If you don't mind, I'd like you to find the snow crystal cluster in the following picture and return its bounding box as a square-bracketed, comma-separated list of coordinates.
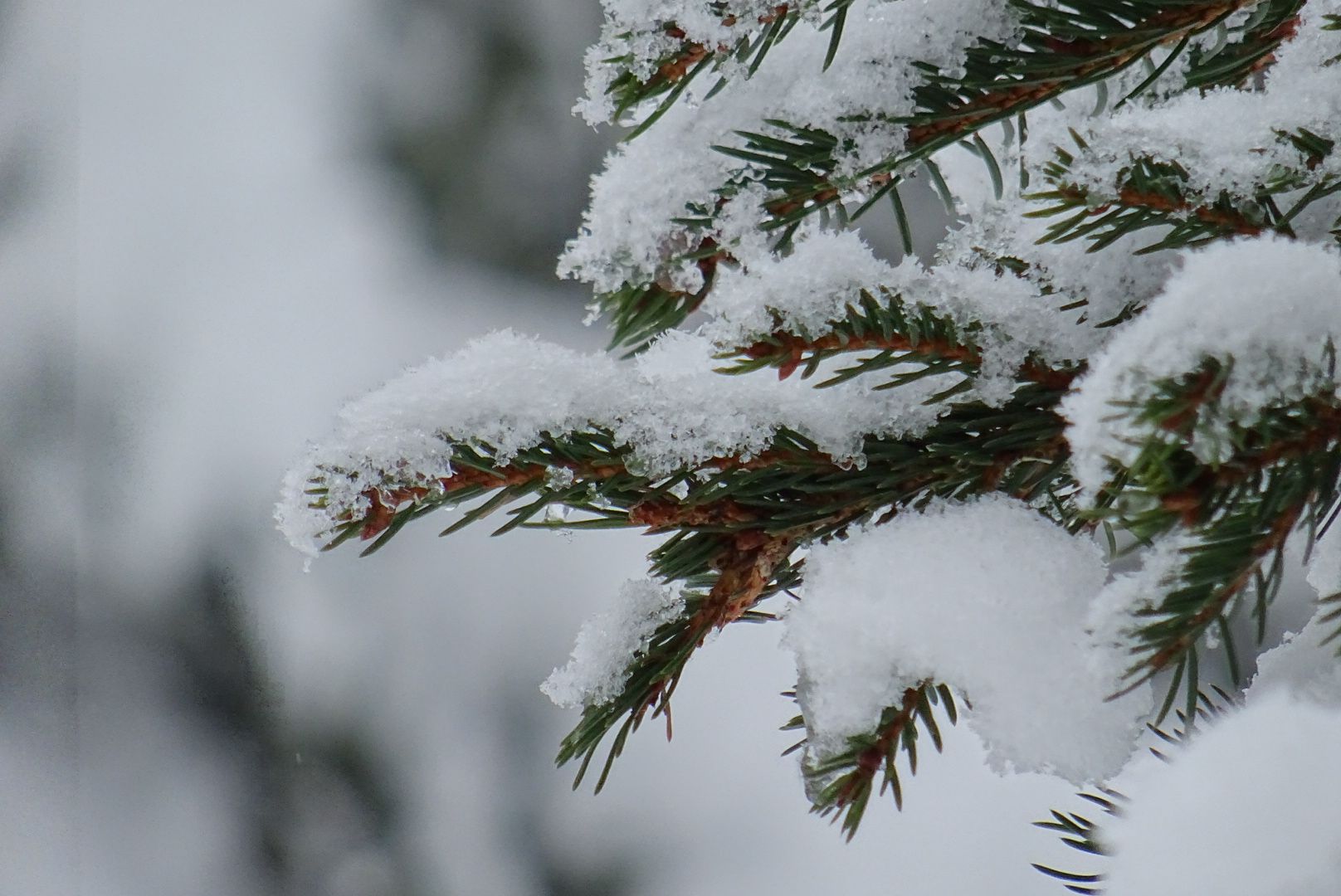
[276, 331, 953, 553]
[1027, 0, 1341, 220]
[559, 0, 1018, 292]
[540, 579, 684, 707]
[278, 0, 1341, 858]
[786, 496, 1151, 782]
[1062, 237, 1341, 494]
---
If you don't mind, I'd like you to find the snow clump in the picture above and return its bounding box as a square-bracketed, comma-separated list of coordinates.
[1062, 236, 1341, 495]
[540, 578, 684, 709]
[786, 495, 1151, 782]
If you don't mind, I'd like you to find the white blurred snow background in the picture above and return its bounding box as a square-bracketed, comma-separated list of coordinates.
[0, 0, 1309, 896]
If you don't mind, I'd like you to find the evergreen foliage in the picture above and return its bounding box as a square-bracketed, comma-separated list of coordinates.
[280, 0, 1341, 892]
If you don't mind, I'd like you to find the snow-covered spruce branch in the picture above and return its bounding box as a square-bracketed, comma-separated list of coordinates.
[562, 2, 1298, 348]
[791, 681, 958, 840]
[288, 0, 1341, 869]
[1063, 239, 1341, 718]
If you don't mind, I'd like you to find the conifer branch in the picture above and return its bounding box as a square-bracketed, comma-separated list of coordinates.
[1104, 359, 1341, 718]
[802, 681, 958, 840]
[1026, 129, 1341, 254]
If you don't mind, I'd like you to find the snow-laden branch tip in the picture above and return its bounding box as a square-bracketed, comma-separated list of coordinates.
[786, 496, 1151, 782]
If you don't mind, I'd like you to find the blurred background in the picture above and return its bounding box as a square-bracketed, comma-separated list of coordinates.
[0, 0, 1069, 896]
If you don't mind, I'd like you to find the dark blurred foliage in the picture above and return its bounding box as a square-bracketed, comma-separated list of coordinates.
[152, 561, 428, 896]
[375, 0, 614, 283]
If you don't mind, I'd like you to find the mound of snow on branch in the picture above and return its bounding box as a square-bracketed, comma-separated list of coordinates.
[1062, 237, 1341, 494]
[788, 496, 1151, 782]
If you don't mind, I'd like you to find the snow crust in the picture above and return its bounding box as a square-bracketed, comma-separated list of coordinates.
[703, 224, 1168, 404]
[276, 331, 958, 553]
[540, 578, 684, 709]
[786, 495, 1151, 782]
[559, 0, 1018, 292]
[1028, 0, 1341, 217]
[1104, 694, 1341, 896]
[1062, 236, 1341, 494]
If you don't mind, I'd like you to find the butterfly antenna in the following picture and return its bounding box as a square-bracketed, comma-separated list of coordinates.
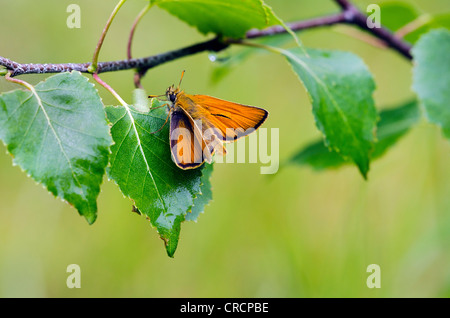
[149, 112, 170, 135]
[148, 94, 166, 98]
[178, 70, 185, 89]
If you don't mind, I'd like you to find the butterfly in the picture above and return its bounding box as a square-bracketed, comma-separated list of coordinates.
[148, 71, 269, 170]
---
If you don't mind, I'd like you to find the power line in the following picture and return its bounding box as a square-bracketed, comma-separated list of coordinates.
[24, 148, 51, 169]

**What is being asked:**
Render only the entries starting with the line containing "If you don't mind, I'd like you to find the mound" and going on through the line containing "[148, 71, 269, 170]", as a Markdown table with the columns Row and Line: one numbered row per line, with blank lines and pictures left out.

**The completed task:**
| Row | Line |
|---|---|
| 1 | If you don't mind, I'd like you to find the mound of snow on branch in the picture above and return its bounding box as a square-bracketed, comma-separated list of coordinates. |
| 2 | [1062, 237, 1341, 494] |
| 3 | [788, 496, 1151, 782] |
| 4 | If you don't mind, I'd like you to find the snow crust in the picture above and return its bounding box as a square-bracketed, comma-separated list of coordinates. |
| 5 | [703, 224, 1168, 404] |
| 6 | [276, 331, 958, 553] |
| 7 | [540, 578, 684, 709] |
| 8 | [786, 495, 1151, 782] |
| 9 | [559, 0, 1018, 292] |
| 10 | [1028, 0, 1341, 217] |
| 11 | [1104, 694, 1341, 896] |
| 12 | [1062, 236, 1341, 494] |
| 13 | If you don't mind, I'd like you to find the butterfly antenna in the following picture and return its bounding box as a square-bracketed, comma-separated list of coordinates. |
| 14 | [149, 112, 170, 135] |
| 15 | [148, 94, 166, 98] |
| 16 | [178, 70, 185, 89] |
| 17 | If you don't mind, I'd like you to find the butterfly in the picture above and return its bounding box as a square-bracketed, comma-separated list of coordinates. |
| 18 | [148, 71, 269, 170] |